| Exercise description |
Scan the entries below. Return every line that includes "siding".

=== Begin Enclosure ===

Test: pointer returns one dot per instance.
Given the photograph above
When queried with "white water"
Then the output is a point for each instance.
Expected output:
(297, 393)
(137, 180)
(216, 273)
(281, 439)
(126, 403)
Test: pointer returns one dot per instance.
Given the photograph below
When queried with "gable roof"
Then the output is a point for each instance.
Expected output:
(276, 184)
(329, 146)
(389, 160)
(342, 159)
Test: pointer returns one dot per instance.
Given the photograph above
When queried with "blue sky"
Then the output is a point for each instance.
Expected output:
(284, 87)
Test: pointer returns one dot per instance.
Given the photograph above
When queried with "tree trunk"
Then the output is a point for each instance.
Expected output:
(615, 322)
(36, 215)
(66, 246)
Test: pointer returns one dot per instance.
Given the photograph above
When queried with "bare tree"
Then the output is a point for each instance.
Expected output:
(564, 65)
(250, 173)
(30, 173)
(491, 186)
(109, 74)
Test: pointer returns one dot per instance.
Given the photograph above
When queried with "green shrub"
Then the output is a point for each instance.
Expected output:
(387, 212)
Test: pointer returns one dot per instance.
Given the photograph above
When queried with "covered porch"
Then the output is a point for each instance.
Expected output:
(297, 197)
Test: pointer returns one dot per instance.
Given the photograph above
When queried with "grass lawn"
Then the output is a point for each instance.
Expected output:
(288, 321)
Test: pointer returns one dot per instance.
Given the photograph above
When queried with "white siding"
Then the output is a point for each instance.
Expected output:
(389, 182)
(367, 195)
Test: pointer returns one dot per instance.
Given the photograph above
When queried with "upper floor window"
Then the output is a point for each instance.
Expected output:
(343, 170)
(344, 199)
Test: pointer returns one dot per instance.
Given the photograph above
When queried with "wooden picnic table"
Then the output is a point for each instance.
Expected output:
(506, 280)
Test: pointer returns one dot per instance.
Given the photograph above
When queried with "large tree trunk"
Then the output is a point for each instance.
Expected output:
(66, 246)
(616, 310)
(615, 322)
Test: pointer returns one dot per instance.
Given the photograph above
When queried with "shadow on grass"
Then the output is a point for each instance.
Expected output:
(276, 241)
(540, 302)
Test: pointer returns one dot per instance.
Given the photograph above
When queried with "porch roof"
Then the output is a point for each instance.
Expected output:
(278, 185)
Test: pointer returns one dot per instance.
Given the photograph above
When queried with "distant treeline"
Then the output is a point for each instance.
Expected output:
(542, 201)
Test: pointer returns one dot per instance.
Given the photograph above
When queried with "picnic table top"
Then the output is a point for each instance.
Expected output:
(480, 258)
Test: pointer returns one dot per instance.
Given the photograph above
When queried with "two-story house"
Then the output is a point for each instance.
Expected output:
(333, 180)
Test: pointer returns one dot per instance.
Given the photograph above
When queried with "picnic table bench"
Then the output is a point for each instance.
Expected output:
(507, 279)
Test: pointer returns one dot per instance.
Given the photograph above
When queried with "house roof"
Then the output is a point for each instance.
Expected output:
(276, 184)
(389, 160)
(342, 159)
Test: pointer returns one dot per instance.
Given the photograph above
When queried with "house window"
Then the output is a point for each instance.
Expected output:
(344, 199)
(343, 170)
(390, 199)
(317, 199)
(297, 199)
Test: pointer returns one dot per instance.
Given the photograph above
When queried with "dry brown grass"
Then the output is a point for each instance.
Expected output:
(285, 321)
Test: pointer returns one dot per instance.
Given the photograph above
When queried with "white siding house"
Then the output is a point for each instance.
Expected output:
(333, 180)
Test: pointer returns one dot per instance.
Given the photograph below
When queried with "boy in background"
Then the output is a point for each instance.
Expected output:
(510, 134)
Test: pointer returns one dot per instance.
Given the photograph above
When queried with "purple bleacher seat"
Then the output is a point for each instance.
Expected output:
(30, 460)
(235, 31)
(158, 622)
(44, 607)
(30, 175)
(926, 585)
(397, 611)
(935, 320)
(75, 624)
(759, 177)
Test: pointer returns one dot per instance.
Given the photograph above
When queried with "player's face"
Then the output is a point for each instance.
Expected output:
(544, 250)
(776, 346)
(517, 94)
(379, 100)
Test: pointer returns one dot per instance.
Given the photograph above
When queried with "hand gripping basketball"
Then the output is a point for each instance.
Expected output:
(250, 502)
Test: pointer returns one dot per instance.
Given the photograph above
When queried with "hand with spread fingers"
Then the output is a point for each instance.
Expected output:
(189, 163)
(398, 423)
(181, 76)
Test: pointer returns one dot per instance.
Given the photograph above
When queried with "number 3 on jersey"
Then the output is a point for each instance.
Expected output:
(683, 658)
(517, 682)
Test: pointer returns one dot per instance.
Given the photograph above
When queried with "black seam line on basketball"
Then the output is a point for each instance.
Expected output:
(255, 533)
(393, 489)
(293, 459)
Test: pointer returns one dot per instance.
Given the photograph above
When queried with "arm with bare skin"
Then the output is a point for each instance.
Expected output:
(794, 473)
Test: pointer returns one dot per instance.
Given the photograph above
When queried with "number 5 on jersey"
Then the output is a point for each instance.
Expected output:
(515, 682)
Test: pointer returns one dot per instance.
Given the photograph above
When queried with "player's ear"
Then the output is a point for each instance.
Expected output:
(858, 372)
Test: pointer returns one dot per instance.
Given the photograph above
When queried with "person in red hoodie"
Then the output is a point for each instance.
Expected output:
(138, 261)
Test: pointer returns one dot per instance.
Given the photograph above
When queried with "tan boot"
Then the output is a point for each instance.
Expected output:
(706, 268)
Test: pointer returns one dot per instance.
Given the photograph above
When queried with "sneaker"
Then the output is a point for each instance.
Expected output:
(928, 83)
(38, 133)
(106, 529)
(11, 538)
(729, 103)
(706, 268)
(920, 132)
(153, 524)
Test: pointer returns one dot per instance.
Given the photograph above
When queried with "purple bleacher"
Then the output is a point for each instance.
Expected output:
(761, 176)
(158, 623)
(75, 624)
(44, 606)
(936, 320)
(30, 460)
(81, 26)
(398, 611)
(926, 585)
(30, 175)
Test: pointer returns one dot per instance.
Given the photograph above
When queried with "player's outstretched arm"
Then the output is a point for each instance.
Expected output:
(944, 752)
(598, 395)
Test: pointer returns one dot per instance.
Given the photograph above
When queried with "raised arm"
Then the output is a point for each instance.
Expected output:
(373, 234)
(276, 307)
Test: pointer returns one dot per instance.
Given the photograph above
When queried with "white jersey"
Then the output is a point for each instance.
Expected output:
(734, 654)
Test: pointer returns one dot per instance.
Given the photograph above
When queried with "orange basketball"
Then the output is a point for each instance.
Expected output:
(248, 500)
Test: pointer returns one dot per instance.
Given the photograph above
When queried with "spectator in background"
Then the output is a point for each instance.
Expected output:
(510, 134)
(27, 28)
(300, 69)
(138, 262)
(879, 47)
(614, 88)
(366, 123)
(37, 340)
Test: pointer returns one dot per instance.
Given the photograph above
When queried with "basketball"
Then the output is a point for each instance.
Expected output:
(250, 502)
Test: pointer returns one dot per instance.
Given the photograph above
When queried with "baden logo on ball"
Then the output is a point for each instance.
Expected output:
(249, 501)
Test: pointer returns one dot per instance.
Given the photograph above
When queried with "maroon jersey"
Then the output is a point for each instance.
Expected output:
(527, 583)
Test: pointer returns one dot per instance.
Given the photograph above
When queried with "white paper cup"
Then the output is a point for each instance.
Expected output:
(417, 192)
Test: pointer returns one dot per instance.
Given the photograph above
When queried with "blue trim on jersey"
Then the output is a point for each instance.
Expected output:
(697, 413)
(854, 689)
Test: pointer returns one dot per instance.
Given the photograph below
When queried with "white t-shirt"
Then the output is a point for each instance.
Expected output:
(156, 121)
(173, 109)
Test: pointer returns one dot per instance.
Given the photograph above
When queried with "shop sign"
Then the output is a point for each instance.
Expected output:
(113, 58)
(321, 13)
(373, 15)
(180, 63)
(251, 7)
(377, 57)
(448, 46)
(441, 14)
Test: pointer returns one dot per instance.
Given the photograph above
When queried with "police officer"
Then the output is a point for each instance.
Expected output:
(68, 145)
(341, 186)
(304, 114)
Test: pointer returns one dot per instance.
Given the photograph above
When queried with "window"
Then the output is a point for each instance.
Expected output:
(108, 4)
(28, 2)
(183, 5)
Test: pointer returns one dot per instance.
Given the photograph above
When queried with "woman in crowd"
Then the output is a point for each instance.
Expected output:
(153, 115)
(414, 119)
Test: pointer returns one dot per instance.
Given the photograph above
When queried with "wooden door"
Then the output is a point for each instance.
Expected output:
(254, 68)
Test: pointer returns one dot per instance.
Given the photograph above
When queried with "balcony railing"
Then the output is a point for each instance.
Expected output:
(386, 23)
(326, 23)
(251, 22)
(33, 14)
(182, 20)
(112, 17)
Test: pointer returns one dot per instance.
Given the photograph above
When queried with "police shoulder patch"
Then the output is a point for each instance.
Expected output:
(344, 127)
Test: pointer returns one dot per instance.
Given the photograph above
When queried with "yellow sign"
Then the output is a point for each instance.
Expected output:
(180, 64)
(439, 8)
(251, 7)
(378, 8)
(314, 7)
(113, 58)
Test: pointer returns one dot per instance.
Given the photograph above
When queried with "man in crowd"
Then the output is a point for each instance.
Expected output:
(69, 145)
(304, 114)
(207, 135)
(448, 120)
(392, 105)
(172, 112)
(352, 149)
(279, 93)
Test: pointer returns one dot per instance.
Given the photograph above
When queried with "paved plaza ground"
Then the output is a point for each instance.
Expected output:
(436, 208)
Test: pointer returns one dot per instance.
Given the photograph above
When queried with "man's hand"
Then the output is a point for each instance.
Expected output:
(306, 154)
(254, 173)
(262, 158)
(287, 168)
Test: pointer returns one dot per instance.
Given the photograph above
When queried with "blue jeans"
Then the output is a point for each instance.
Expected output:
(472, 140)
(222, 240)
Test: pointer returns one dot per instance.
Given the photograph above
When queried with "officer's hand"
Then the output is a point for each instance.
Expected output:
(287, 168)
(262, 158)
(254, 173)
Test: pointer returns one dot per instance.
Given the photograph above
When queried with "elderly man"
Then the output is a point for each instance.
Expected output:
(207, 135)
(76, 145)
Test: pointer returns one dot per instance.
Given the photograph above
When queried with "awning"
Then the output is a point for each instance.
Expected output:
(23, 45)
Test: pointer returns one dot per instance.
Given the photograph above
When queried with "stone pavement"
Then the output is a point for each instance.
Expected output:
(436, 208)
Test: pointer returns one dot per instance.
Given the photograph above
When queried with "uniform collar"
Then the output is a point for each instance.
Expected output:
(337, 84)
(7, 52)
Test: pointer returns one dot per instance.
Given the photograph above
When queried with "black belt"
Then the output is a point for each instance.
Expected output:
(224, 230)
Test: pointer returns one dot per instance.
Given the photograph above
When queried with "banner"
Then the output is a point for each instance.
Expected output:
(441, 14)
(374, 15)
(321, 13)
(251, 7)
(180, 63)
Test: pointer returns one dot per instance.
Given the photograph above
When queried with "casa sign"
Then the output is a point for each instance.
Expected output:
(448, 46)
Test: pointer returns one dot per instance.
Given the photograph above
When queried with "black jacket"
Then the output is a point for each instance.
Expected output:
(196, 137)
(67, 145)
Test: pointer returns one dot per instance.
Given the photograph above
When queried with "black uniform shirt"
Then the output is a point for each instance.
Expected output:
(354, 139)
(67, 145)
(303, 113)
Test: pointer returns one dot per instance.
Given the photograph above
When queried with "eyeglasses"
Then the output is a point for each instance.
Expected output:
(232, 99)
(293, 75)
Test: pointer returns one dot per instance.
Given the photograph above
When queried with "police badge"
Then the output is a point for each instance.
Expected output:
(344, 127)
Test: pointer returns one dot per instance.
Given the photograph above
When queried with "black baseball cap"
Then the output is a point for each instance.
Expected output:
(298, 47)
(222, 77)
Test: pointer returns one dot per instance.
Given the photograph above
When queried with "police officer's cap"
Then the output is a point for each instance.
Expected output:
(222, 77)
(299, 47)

=== End Enclosure ===

| Your solution |
When queried with "white siding"
When queried with "white siding house"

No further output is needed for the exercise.